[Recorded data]
** Start **
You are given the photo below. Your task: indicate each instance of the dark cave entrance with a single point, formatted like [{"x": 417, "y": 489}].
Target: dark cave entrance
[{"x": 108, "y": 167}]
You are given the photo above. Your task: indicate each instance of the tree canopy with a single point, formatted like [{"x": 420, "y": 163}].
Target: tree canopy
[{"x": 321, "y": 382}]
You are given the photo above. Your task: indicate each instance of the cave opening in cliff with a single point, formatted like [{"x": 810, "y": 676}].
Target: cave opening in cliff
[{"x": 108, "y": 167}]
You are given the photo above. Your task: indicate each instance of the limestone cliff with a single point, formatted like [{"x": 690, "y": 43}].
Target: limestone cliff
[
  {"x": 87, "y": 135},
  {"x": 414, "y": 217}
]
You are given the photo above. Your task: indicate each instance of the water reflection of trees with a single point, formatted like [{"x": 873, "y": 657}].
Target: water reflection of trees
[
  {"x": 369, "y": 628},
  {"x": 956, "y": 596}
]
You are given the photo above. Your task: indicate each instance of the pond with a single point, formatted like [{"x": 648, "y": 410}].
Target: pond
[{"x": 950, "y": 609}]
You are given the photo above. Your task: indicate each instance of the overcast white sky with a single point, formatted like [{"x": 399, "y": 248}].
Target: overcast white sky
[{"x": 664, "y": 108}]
** End **
** Start **
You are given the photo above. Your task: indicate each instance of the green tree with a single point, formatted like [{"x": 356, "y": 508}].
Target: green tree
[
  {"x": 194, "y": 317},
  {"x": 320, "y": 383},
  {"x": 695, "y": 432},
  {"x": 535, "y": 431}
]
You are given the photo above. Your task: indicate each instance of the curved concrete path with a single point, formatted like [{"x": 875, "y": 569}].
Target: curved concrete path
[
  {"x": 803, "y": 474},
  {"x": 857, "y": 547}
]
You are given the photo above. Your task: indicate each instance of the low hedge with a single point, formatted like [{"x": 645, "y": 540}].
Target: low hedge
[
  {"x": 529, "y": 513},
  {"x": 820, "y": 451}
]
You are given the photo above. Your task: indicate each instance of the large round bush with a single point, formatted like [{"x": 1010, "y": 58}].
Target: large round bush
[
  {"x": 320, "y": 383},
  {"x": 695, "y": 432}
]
** End **
** Start **
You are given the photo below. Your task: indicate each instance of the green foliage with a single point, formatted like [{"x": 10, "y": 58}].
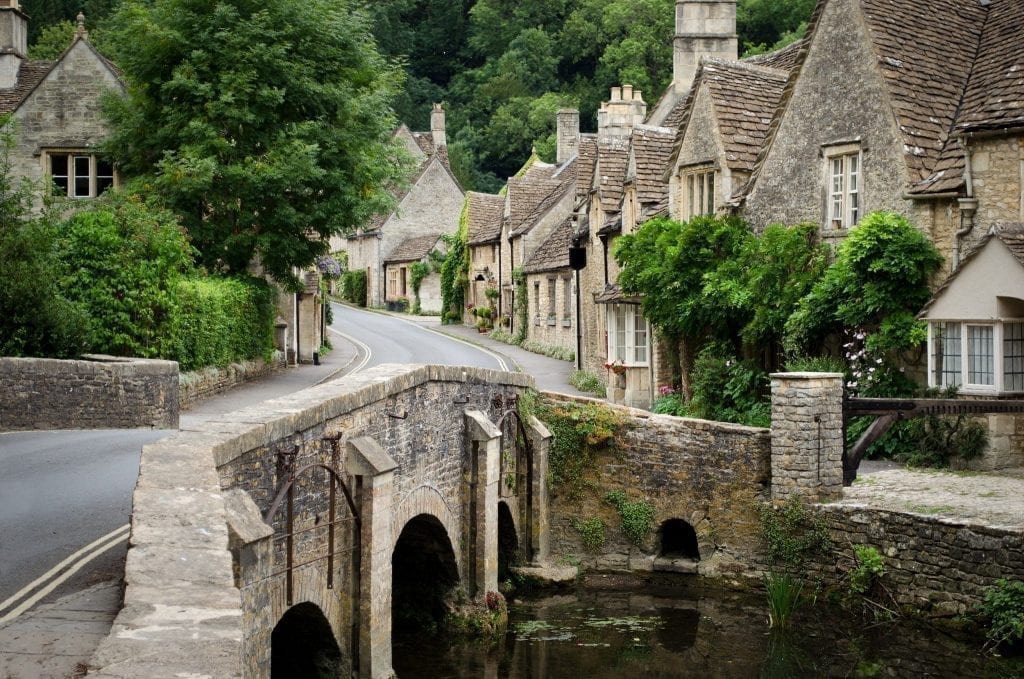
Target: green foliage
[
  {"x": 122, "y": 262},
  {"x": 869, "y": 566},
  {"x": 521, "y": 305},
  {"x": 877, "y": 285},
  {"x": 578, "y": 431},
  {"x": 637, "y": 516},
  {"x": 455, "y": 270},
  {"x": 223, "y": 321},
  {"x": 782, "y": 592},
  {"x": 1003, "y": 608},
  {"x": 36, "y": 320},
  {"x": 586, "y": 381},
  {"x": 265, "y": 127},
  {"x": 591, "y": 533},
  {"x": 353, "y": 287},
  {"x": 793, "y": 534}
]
** End **
### What this task involves
Gather every line of the listing above that holds the string "hedge", and copy each one out in full.

### Solution to this problem
You are given the photo above. Your task: indicate each instance of the low hedge with a single point, formatted like [{"x": 645, "y": 540}].
Target: low hedge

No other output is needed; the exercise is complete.